▸ **Extrait**
##############################

Les tétins de Sainte AgatheGiuseppina Torregrossa
le livre de poche
le lien petite fille grand-mère est, comme bien souvent en Méditerranée, fort ; lorsque les parents défaillent, leurs mères réconfortent, aident à grandir, entourent, gâtent. C'est ce que fait la grand-mère de la narratrice, cette enfant, Agatina, rendue mélancolique parce qu'on n'a pas de temps pour elle à la maison et si heureuse lorsqu'elles peuvent ensemble rire, cuisiner…Et sacrifier à la tradition en honorant Ste Agathe, connue pour avoir eu les seins coupés sur ordre d'un puissant cruel qui la désirait et n'avait pas supporté sa dévotion et donc son refus.
Les « tétins de Ste Agathe » sont de merveilleux desserts, des cassatelle, des gâteaux à la forme de sein , un mamelon, surmonté d'une cerise pour la finition. Ainsi le plateau lourd de tétins garantit à la famille que les seins des femmes qui les mangent seront toujours aussi beaux et appétissants. Les hommes de cette Sicile ci les aiment justement, leurs femmes au sein rond et ferme et ne perdent pas une occasion de leur rendre hommage.
Un livre léger aussi, gai, gourmand mais tout autant grave, déstabilisant, propice à faire s'interroger. Les choses évoluent, les situations deviennent confuses, les générations se succèdent et perdent souvent pied ; et à la figure de la grand-mère se superposent celles d'autres femmes, heureuses parfois, plus ou moins libres, affranchies de la loi des hommes ou malheureuses, bien souvent, battues humiliées, prise dans un rapport de soumission, pliant pour l'amour, l'image sociale, pour les avantages matériels.

##############################

▸ **Données fournies**
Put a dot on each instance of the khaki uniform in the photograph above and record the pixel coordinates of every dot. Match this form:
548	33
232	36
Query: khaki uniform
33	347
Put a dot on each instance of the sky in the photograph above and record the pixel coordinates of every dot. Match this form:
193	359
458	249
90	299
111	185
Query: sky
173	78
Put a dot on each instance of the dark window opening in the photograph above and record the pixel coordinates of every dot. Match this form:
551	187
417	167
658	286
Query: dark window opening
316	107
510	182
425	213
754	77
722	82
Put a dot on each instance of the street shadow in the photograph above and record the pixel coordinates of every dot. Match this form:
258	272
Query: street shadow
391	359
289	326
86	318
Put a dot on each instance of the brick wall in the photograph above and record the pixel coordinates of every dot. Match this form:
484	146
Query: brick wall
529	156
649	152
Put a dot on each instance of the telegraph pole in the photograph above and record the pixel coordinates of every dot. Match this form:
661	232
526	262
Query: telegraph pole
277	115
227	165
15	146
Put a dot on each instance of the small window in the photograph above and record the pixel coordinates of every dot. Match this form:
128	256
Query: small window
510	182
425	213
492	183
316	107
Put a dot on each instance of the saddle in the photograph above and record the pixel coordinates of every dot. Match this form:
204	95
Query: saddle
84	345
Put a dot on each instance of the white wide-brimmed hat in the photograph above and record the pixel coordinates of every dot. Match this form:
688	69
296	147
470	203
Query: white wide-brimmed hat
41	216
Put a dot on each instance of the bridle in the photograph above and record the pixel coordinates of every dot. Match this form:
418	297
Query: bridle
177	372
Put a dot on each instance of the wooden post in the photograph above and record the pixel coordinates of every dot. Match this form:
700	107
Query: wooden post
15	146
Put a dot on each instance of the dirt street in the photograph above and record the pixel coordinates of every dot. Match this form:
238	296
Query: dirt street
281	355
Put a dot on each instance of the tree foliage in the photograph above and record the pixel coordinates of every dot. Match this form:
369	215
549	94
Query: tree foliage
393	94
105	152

##############################

▸ **Vos consignes**
[A] Redonnez mot pour mot le passage du compte rendu qui s'ouvre sur « Les tétins de » et se clôt sur « donc son refus. ».
[B] D'après le compte rendu, qu'est-ce qui surmonte le mamelon des gâteaux appelés « tétins de Ste Agathe » ?
[C] Reprenez le compte rendu sur *Les tétins de Sainte Agathe* là où il s'arrête et poursuivez-le.
Les entrées ne servent à rien ici.

▸ **Corrigé des exercices**
[A]
Les tétins de Sainte AgatheGiuseppina Torregrossa
le livre de poche
le lien petite fille grand-mère est, comme bien souvent en Méditerranée, fort ; lorsque les parents défaillent, leurs mères réconfortent, aident à grandir, entourent, gâtent. C'est ce que fait la grand-mère de la narratrice, cette enfant, Agatina, rendue mélancolique parce qu'on n'a pas de temps pour elle à la maison et si heureuse lorsqu'elles peuvent ensemble rire, cuisiner…Et sacrifier à la tradition en honorant Ste Agathe, connue pour avoir eu les seins coupés sur ordre d'un puissant cruel qui la désirait et n'avait pas supporté sa dévotion et donc son refus.

[B] Une cerise.

[C]
Et puis la maladie frappe, à quelques reprises ici, avec justesse et les seins sont amputés, mutilés, regardés avec suspicion, cachés, déniés et aussi, heureusement soignés…Ils trahissent puisque alors qu'on les vénère, ils sont sournoisement un talon d'Achille ; et des femmes en meurent. Agatina exerce le métier de gynécologue et s'inquiète de voir de ombreuses femmes de la famille touchée par la maladie.
La narratrice grandit à Palerme dans le culte de cette partie du corps des femmes, de son corps et son rapport à la sexualité est facilité par les explications données par sa grand-mère, entre deux rires, lors de cette initiation à la vie, dans la cuisine. Même si assumer sa sexualité n'est pas facile.
Ce petit livre est grand : il ne laisse pas indifférent, on rit, on s'émeut. Au-delà de l'histoire, la plupart du temps très amusante, voire grivoise, l'écriture de G Torregrossa m'a séduite.